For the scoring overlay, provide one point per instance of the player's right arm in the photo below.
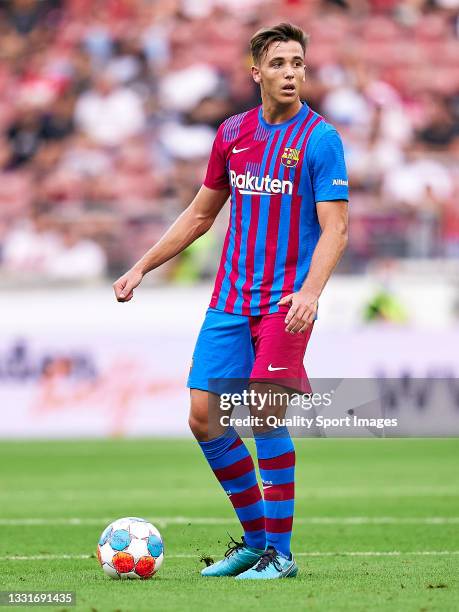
(195, 221)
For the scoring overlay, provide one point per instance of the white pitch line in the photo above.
(313, 492)
(351, 553)
(209, 520)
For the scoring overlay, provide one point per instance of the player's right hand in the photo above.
(125, 285)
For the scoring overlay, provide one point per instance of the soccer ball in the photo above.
(130, 548)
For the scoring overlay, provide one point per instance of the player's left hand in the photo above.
(302, 311)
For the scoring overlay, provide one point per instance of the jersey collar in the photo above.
(274, 126)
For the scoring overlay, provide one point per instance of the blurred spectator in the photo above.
(109, 113)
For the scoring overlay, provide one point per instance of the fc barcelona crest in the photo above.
(290, 157)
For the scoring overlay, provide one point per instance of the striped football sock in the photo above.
(276, 460)
(233, 466)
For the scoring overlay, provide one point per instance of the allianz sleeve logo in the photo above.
(251, 184)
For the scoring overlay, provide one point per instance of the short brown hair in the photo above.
(283, 32)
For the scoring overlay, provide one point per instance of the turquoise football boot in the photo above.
(271, 566)
(238, 558)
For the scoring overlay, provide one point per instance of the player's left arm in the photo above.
(333, 219)
(327, 170)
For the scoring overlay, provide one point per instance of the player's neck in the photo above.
(279, 113)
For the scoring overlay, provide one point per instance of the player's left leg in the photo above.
(278, 371)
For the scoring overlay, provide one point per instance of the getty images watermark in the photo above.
(339, 407)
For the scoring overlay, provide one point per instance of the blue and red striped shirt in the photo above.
(276, 173)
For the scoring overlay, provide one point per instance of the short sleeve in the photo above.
(217, 175)
(328, 169)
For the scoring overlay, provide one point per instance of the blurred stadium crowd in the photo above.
(108, 109)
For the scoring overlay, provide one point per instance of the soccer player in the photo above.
(283, 167)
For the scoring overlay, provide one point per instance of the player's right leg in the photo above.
(224, 353)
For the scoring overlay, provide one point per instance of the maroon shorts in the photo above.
(233, 346)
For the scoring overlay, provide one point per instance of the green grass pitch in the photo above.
(377, 525)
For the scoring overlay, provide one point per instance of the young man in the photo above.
(283, 167)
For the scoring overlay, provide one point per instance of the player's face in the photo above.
(281, 72)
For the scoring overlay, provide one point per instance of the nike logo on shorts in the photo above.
(272, 369)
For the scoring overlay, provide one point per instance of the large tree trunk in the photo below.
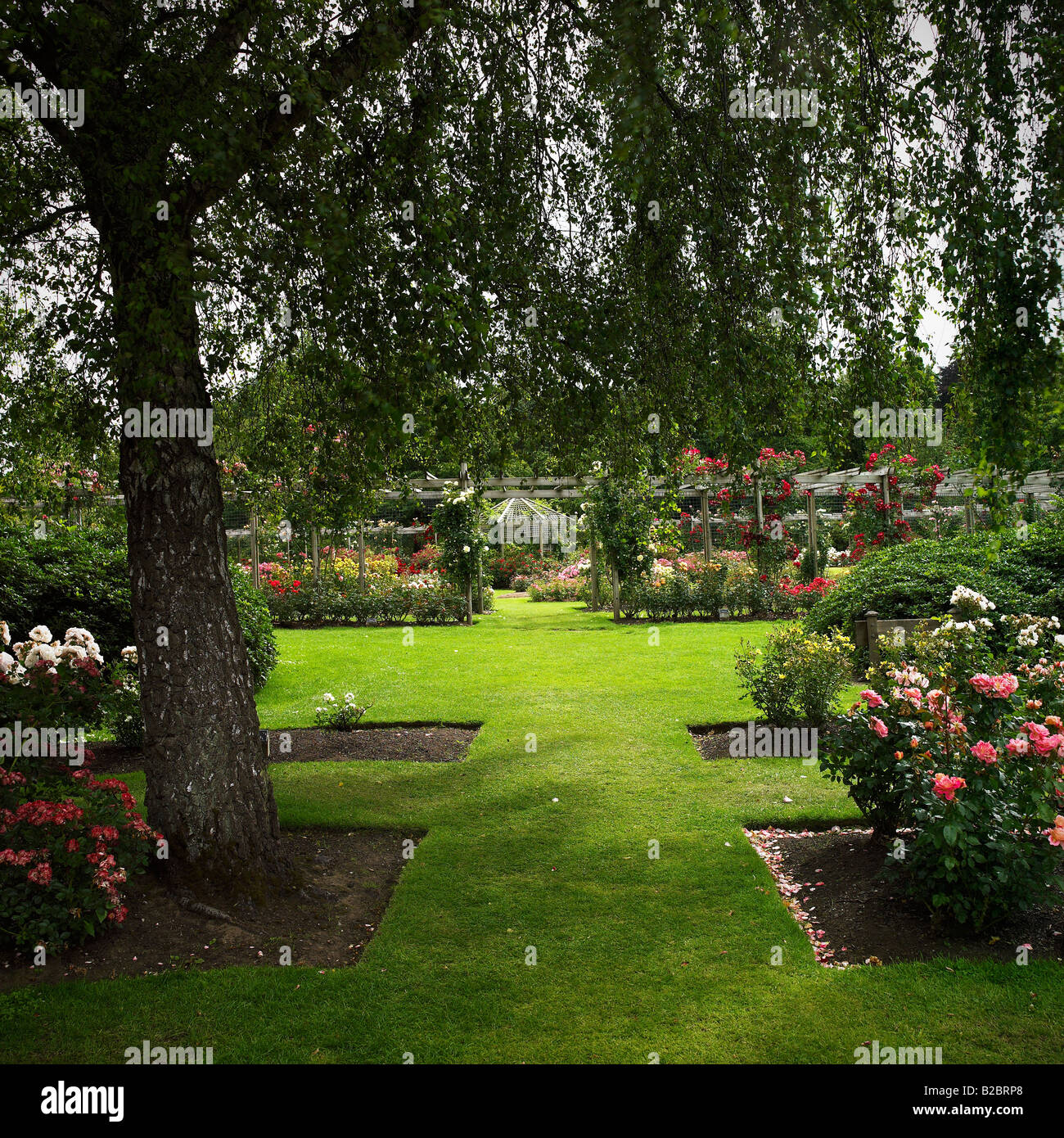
(209, 790)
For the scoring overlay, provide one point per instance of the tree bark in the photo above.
(209, 788)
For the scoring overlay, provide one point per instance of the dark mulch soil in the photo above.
(404, 743)
(845, 896)
(346, 880)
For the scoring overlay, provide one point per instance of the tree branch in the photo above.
(376, 43)
(15, 72)
(47, 222)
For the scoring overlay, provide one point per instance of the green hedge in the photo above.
(79, 578)
(916, 580)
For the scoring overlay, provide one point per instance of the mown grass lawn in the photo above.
(635, 956)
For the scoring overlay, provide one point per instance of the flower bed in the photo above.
(962, 743)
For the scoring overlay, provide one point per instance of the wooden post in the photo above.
(594, 575)
(253, 526)
(361, 553)
(872, 619)
(707, 540)
(810, 511)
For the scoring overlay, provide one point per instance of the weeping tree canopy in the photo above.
(592, 231)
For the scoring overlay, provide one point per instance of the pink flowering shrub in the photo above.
(974, 770)
(67, 843)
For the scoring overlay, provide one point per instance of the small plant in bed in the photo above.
(798, 676)
(337, 716)
(962, 747)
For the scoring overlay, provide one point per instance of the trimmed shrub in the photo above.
(256, 624)
(917, 578)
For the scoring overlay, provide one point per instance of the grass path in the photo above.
(634, 955)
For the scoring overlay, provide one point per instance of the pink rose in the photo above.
(985, 752)
(946, 787)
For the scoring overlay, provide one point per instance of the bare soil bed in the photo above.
(832, 881)
(410, 742)
(346, 880)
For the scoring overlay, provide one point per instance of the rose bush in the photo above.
(67, 840)
(970, 761)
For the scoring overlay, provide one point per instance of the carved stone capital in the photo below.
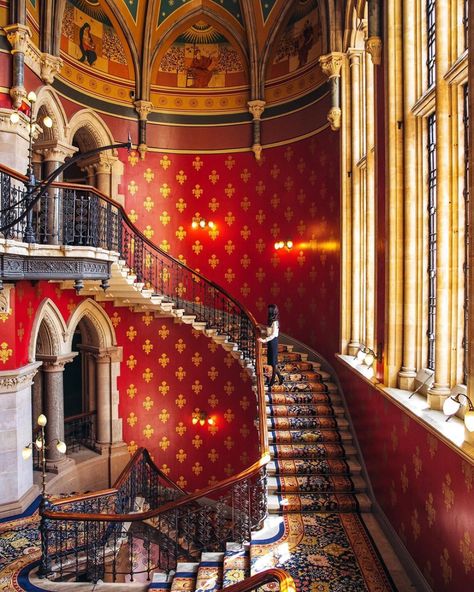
(257, 150)
(143, 108)
(50, 66)
(331, 64)
(256, 109)
(18, 36)
(373, 45)
(12, 381)
(334, 118)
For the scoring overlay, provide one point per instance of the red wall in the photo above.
(292, 193)
(424, 487)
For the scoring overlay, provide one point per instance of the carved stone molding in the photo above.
(256, 108)
(331, 64)
(12, 381)
(334, 118)
(50, 66)
(373, 45)
(18, 37)
(143, 108)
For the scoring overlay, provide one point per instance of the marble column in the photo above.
(53, 374)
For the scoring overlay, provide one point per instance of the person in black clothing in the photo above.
(271, 339)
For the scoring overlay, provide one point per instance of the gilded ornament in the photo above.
(245, 232)
(198, 163)
(181, 177)
(132, 419)
(181, 205)
(131, 362)
(260, 246)
(181, 482)
(197, 441)
(229, 275)
(148, 431)
(196, 359)
(133, 158)
(196, 387)
(132, 447)
(214, 177)
(164, 443)
(132, 391)
(229, 416)
(148, 403)
(213, 455)
(229, 162)
(5, 352)
(245, 204)
(197, 468)
(131, 333)
(197, 247)
(181, 429)
(180, 401)
(148, 175)
(245, 175)
(148, 204)
(147, 375)
(165, 162)
(180, 373)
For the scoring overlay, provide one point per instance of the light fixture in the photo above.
(452, 405)
(283, 245)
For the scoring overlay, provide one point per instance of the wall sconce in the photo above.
(201, 417)
(283, 245)
(452, 405)
(199, 222)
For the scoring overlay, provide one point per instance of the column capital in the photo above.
(256, 108)
(50, 66)
(56, 363)
(143, 108)
(373, 45)
(18, 36)
(331, 64)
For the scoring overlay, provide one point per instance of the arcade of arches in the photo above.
(339, 125)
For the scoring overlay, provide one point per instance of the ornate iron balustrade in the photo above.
(114, 534)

--- --- ---

• **WHAT YOU NEED TO DO**:
Render each non-blank line of the records above as a Markdown table with two columns, Row (a running number) and Line (the text). Omit the pictures.

• **FULL ANSWER**:
| Row | Line |
|---|---|
| 1 | For the scoring overlay, provide one point per instance of the player's right arm in the photo below. |
| 2 | (195, 221) |
| 3 | For the scoring overlay, provide one point per instance of the white pitch line in the photo above. |
| 4 | (313, 492) |
| 5 | (351, 553) |
| 6 | (209, 520) |
| 7 | For the scoring overlay, provide one point per instance of the player's right hand in the photo above. |
| 8 | (125, 285) |
| 9 | For the scoring overlay, provide one point per instance of the soccer ball in the photo above. |
| 10 | (130, 548) |
| 11 | For the scoring overlay, provide one point per instance of the player's left hand in the photo above. |
| 12 | (302, 311) |
| 13 | For the scoring overlay, provide one point per instance of the jersey collar in the photo above. |
| 14 | (274, 126) |
| 15 | For the scoring overlay, provide one point per instance of the blurred spectator in the photo above. |
| 16 | (109, 113) |
| 17 | For the scoring overlay, provide one point per instance of the fc barcelona crest in the photo above. |
| 18 | (290, 157) |
| 19 | For the scoring overlay, provide one point per instance of the striped football sock in the photo above. |
| 20 | (276, 460) |
| 21 | (233, 466) |
| 22 | For the scoring overlay, provide one point per instance of the allianz sleeve logo in the photo above. |
| 23 | (251, 184) |
| 24 | For the scoring overlay, provide one point per instance of the short brown hair in the photo above. |
| 25 | (283, 32) |
| 26 | For the scoring overlay, provide one point per instance of the turquoise football boot in the photo above. |
| 27 | (271, 566) |
| 28 | (238, 558) |
| 29 | For the scoring overlay, provide one point per instance of the player's left arm in the photo above. |
| 30 | (333, 219) |
| 31 | (327, 170) |
| 32 | For the scoring overlay, provide one point per instance of the player's neck in the photo above. |
| 33 | (279, 113) |
| 34 | For the scoring overlay, provide one point per instance of the player's left leg in the photo above. |
| 35 | (278, 371) |
| 36 | For the scoring overlay, provide one point per instance of the getty images watermark in the photo above. |
| 37 | (339, 407) |
| 38 | For the scoring overlay, provide one point per instance of the blue and red striped shirt in the photo above. |
| 39 | (276, 173) |
| 40 | For the scoring overlay, provide one point per instance of the short sleeve in the photo above. |
| 41 | (217, 175) |
| 42 | (328, 169) |
| 43 | For the scoring overlay, provide one point per instance of the blurred stadium crowd in the photo above. |
| 44 | (108, 109) |
| 45 | For the scoring overlay, provide one point per instance of the soccer player in the photo above. |
| 46 | (283, 167) |
| 47 | For the scoring overlay, provide one point per instance of the player's right leg in the photo above. |
| 48 | (224, 353) |
| 49 | For the scoring overlay, provide one point per instance of the maroon shorts in the photo above. |
| 50 | (233, 346) |
| 51 | For the scoring overlay, provide one point per instance of the green grass pitch in the photo above. |
| 52 | (377, 525) |
| 53 | For the scoring overlay, provide one point per instance of the young man in the photo above. |
| 54 | (283, 167) |
| 55 | For the scoring overlay, provide one point per instance of the player's face in the photo above. |
| 56 | (281, 72) |
| 57 | For the scoring overlay, provide one point per instance of the nike logo on shorts in the photo above. |
| 58 | (272, 369) |
| 59 | For the scoring overlay, provide one point per instance of the large tree trunk in the photo below. |
| 60 | (209, 790) |
| 61 | For the scoring overlay, provide one point per instance of the tree bark in the photo above. |
| 62 | (209, 788) |
| 63 | For the scoring overlay, provide one point per instance of the dark mulch soil in the photo above. |
| 64 | (404, 743) |
| 65 | (845, 896) |
| 66 | (346, 880) |
| 67 | For the scoring overlay, provide one point per instance of the tree branch in the photo above. |
| 68 | (376, 43) |
| 69 | (15, 72) |
| 70 | (47, 222) |
| 71 | For the scoring overlay, provide one point per instance of the green hedge in the photo above. |
| 72 | (79, 578) |
| 73 | (916, 580) |
| 74 | For the scoring overlay, provide one point per instance of the mown grass lawn in the photo above. |
| 75 | (635, 956) |
| 76 | For the scoring overlay, provide one point per instance of the flower bed in the photo above. |
| 77 | (962, 743) |
| 78 | For the scoring overlay, provide one point per instance of the wooden post in the photo above. |
| 79 | (594, 575) |
| 80 | (253, 526) |
| 81 | (361, 553) |
| 82 | (872, 619) |
| 83 | (707, 540) |
| 84 | (810, 511) |
| 85 | For the scoring overlay, provide one point per instance of the weeping tree canopy in the photo above. |
| 86 | (592, 231) |
| 87 | For the scoring overlay, provide one point per instance of the pink flowering shrub in the photo above. |
| 88 | (974, 770) |
| 89 | (67, 843) |
| 90 | For the scoring overlay, provide one point per instance of the small plant in bed in the photo above. |
| 91 | (798, 676) |
| 92 | (337, 716) |
| 93 | (962, 747) |
| 94 | For the scoring overlay, provide one point per instance of the trimmed shrub in the photo above. |
| 95 | (256, 624) |
| 96 | (917, 578) |
| 97 | For the scoring overlay, provide one point per instance of the grass path in the photo above. |
| 98 | (634, 955) |
| 99 | For the scoring overlay, provide one point per instance of the pink rose in the photo above. |
| 100 | (985, 752) |
| 101 | (946, 787) |
| 102 | For the scoring overlay, provide one point per instance of the bare soil bed in the photo above. |
| 103 | (832, 881) |
| 104 | (410, 742) |
| 105 | (346, 880) |
| 106 | For the scoring overlay, provide one point per instance of the rose bush in the photo above. |
| 107 | (67, 840) |
| 108 | (970, 761) |
| 109 | For the scoring overlay, provide one point per instance of the carved stone capital in the photo below. |
| 110 | (257, 150) |
| 111 | (143, 108) |
| 112 | (50, 66) |
| 113 | (331, 64) |
| 114 | (256, 109) |
| 115 | (18, 36) |
| 116 | (373, 45) |
| 117 | (12, 381) |
| 118 | (334, 118) |
| 119 | For the scoring overlay, provide one point per instance of the red wall in the photo above. |
| 120 | (292, 193) |
| 121 | (424, 487) |
| 122 | For the scoring overlay, provide one point per instance of the carved stone molding in the photo above. |
| 123 | (256, 108) |
| 124 | (331, 64) |
| 125 | (12, 381) |
| 126 | (334, 118) |
| 127 | (50, 66) |
| 128 | (373, 45) |
| 129 | (18, 37) |
| 130 | (143, 108) |
| 131 | For the scoring overlay, provide one point per instance of the marble column in the photo above. |
| 132 | (53, 374) |
| 133 | For the scoring overlay, provide one point per instance of the person in black clothing in the photo above. |
| 134 | (271, 339) |
| 135 | For the scoring overlay, provide one point per instance of the gilded ornament in the photo above. |
| 136 | (245, 232) |
| 137 | (198, 163) |
| 138 | (181, 177) |
| 139 | (132, 419) |
| 140 | (181, 205) |
| 141 | (131, 362) |
| 142 | (260, 246) |
| 143 | (181, 482) |
| 144 | (197, 441) |
| 145 | (229, 275) |
| 146 | (148, 431) |
| 147 | (196, 359) |
| 148 | (133, 158) |
| 149 | (196, 387) |
| 150 | (132, 447) |
| 151 | (214, 177) |
| 152 | (164, 443) |
| 153 | (132, 391) |
| 154 | (229, 416) |
| 155 | (148, 403) |
| 156 | (213, 455) |
| 157 | (229, 162) |
| 158 | (5, 352) |
| 159 | (245, 204) |
| 160 | (197, 468) |
| 161 | (131, 333) |
| 162 | (197, 247) |
| 163 | (181, 429) |
| 164 | (180, 401) |
| 165 | (148, 175) |
| 166 | (245, 175) |
| 167 | (148, 204) |
| 168 | (147, 375) |
| 169 | (165, 162) |
| 170 | (180, 373) |
| 171 | For the scoring overlay, provide one point per instance of the light fixture in the photo above. |
| 172 | (452, 405) |
| 173 | (283, 245) |
| 174 | For the scoring overlay, provide one point per instance of the wall sconce in the photo above. |
| 175 | (201, 417) |
| 176 | (283, 245) |
| 177 | (452, 405) |
| 178 | (199, 222) |
| 179 | For the scoring overlay, provide one point per instance of the column capital in the photo above. |
| 180 | (256, 108) |
| 181 | (50, 66) |
| 182 | (56, 363) |
| 183 | (143, 108) |
| 184 | (373, 45) |
| 185 | (18, 36) |
| 186 | (331, 64) |
| 187 | For the scoring overlay, provide one point per instance of the arcade of arches in the photo above. |
| 188 | (339, 125) |
| 189 | For the scoring overlay, provide one point per instance of the ornate iron balustrade in the photo above. |
| 190 | (114, 534) |